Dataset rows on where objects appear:

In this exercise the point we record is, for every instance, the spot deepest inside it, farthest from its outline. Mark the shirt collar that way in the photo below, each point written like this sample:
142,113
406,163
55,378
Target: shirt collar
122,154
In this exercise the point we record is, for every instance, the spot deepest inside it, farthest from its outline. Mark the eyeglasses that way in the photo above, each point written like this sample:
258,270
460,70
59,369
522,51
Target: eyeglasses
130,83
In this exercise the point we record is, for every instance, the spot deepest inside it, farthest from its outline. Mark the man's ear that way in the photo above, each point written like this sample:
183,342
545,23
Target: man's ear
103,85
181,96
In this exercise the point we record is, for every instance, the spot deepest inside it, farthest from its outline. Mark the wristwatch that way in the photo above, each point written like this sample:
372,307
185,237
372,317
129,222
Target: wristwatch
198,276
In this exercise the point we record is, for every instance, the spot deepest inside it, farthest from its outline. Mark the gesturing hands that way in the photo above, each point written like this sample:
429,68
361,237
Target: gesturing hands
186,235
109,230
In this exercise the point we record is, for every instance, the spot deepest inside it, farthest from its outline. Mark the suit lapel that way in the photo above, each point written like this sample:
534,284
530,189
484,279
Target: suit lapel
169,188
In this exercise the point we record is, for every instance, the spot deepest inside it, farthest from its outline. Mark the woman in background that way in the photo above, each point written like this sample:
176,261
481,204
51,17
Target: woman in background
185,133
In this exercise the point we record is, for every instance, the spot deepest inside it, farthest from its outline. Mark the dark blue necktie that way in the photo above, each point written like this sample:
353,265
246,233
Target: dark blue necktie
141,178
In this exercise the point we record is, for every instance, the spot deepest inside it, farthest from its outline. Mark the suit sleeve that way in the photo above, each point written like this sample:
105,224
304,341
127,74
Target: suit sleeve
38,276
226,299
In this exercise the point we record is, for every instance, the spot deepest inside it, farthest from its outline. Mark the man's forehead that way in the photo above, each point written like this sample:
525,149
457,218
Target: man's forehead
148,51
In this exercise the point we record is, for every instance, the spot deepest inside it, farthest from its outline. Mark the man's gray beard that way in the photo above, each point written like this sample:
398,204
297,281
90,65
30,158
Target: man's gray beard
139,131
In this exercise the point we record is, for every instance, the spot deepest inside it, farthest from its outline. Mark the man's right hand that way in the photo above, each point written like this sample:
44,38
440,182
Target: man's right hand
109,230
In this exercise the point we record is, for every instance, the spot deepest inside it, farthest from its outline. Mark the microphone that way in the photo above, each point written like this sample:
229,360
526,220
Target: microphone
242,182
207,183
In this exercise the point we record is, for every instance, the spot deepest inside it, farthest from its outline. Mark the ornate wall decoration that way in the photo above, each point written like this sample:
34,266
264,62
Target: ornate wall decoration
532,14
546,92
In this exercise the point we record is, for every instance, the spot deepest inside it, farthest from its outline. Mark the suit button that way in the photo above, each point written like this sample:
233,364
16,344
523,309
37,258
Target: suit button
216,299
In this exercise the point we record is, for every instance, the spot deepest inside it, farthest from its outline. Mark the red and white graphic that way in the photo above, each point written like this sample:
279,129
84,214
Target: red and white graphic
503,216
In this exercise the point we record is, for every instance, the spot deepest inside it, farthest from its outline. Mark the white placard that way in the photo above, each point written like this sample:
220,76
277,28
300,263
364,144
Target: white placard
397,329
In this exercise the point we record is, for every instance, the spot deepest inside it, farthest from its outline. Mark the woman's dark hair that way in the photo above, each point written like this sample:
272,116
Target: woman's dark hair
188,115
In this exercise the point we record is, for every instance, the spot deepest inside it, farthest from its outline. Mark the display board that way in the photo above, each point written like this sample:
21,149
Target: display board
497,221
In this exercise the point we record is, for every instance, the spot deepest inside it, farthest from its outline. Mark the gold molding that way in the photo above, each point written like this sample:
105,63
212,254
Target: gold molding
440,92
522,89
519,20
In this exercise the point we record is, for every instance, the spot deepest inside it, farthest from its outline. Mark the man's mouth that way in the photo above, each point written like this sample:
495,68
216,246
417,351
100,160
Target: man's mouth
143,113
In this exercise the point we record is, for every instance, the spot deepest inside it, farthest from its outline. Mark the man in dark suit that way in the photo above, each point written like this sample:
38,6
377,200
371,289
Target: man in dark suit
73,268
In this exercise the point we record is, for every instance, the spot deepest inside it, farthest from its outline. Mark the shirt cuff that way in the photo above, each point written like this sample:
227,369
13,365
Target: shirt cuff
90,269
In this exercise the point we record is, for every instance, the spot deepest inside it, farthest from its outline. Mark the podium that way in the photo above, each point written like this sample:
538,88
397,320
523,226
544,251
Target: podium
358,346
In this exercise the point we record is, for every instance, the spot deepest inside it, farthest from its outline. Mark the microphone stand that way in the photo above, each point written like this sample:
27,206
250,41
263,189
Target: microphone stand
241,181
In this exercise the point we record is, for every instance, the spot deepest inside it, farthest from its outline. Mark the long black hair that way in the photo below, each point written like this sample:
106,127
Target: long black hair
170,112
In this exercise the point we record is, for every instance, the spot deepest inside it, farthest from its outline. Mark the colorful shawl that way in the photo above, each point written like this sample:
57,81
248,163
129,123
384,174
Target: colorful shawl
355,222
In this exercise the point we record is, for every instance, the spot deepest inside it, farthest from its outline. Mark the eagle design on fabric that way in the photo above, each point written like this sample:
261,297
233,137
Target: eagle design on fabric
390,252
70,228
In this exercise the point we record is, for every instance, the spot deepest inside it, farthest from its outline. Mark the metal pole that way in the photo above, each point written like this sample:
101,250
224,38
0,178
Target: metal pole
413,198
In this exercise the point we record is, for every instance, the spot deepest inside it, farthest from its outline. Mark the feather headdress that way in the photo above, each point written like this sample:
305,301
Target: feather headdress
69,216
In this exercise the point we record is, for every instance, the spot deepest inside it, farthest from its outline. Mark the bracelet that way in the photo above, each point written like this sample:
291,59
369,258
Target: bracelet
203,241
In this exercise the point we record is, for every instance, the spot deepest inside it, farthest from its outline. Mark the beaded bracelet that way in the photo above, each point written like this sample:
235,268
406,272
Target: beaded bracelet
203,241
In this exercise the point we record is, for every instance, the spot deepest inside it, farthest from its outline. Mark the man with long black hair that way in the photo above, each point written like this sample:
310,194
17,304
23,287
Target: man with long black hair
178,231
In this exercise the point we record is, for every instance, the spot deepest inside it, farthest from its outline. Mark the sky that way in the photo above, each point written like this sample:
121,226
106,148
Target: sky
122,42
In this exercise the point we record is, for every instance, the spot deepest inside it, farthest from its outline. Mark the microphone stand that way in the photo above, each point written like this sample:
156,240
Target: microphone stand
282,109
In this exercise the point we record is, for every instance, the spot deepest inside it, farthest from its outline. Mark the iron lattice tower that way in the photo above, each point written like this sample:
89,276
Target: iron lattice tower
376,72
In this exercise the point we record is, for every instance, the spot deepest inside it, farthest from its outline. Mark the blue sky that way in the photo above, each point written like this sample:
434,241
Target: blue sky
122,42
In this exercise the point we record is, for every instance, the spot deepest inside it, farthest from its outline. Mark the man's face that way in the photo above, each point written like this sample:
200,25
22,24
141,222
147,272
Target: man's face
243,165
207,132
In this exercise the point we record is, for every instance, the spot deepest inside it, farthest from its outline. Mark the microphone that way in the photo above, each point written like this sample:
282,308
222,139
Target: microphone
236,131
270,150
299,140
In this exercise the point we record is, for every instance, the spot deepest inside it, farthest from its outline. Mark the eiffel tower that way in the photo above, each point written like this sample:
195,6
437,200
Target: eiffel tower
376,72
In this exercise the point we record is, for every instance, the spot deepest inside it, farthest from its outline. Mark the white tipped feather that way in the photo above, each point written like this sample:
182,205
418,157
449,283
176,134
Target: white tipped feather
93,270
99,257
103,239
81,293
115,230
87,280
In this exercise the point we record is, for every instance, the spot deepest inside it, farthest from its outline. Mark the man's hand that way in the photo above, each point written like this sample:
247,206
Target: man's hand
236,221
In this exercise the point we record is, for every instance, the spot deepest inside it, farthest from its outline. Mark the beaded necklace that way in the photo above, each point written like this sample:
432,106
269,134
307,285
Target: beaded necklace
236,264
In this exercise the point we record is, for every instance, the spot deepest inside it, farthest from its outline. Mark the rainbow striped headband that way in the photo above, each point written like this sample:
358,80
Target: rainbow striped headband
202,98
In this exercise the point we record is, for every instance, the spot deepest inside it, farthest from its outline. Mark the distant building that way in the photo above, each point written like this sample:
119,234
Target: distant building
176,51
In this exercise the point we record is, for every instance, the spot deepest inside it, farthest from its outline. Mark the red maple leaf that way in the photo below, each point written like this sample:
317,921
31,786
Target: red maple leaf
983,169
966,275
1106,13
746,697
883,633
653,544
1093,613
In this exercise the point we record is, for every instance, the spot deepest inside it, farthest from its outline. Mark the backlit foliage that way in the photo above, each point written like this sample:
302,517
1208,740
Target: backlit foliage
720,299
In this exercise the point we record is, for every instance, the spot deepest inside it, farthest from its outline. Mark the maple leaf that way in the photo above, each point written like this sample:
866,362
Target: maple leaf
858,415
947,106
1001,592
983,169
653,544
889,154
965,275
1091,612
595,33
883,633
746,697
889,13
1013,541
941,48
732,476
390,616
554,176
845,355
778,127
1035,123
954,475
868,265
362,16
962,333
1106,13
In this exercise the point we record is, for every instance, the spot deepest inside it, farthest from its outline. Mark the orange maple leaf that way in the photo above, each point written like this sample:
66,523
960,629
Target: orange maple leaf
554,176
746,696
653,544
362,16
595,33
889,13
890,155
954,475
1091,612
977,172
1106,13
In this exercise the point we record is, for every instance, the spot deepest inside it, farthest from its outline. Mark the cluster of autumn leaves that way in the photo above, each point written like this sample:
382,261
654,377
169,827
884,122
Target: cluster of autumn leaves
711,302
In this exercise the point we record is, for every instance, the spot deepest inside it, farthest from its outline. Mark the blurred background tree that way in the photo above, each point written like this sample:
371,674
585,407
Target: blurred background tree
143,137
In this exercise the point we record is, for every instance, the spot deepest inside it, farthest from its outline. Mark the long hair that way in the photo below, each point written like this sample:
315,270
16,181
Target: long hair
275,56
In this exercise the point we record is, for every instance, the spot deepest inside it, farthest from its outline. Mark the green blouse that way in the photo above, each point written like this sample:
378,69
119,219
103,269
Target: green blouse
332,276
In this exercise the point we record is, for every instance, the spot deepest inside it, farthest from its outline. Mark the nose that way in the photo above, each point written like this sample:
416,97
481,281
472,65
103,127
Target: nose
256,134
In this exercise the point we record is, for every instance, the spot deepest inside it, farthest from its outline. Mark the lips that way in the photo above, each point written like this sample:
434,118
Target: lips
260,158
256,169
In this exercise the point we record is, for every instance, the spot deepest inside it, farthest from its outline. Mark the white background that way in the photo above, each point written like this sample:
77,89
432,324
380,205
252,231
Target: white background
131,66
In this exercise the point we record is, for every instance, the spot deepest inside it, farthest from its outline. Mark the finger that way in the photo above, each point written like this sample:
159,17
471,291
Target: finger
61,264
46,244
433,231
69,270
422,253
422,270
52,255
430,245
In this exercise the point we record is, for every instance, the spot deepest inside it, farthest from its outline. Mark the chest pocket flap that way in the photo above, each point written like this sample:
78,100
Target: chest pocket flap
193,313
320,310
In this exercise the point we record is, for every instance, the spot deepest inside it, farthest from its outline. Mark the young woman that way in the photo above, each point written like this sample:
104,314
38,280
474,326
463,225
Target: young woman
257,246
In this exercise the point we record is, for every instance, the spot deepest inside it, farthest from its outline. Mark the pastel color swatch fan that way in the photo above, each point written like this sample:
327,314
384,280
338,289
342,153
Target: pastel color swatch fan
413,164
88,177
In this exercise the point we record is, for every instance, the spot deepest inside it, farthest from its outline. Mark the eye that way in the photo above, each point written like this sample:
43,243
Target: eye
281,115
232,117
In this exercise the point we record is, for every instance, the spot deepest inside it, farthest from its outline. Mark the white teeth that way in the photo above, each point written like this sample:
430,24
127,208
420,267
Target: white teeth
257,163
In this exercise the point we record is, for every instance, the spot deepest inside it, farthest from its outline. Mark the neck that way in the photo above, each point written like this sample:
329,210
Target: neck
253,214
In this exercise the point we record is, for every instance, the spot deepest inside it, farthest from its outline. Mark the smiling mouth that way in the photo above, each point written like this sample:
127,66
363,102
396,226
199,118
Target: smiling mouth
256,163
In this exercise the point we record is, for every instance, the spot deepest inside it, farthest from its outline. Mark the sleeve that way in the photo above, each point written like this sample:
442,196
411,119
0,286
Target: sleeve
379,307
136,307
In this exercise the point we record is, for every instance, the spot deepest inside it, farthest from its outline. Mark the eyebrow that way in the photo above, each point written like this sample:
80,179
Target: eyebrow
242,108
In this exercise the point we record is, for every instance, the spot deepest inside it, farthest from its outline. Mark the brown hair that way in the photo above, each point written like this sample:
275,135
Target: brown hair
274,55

OBJECTIVE: Copy out exactly the lines running from the line with "the eye that" to the end of the records, inclusive.

ANSWER FOR THIS EXERCISE:
In this exercise the point we record is, for every instance, the spot deepest inside it, farthest from its outline. Mark the eye that way in the photo above, each point written like this sample:
43,243
Target: eye
281,115
232,117
In this exercise the point we record is, for every instance, the spot deepest inside it, farthest from its outline. Mark the white teeth that way in the photo above, each point written like this sample:
430,24
127,208
420,267
Target: white teeth
257,163
In this exercise the point we record is, for every instance, the spot deepest inside it, farthest from its outline. Mark the neck that way in the photo above, each point written like this sample:
329,210
Target: neck
253,214
In this exercise the point we record is, for every instance, the spot deepest inside it, farthest from its outline. Mark the smiling mouth that way in the photo above, each point written like this sample:
127,66
363,102
396,226
199,118
Target: smiling mouth
256,163
In this exercise the point we record is, for every instance, the spot deepest inside it, farthest from its outline. Mark the sleeve that way in the photo above, each point written like this sample:
442,196
411,119
0,286
Target: sleeve
379,307
136,307
In this exercise the point we record is, for every instance, the spot deepest inside it, farthest from its outline. Mark the eyebrow that way in the photo above, each point written like this sample:
80,179
Target: eyebrow
242,108
In this exercise the point we record is, for every instance, the spot deepest inside it, farthest from its outline. Mark the brown hair that way in the photo above, each point written like this sample:
275,135
Target: brown hair
274,55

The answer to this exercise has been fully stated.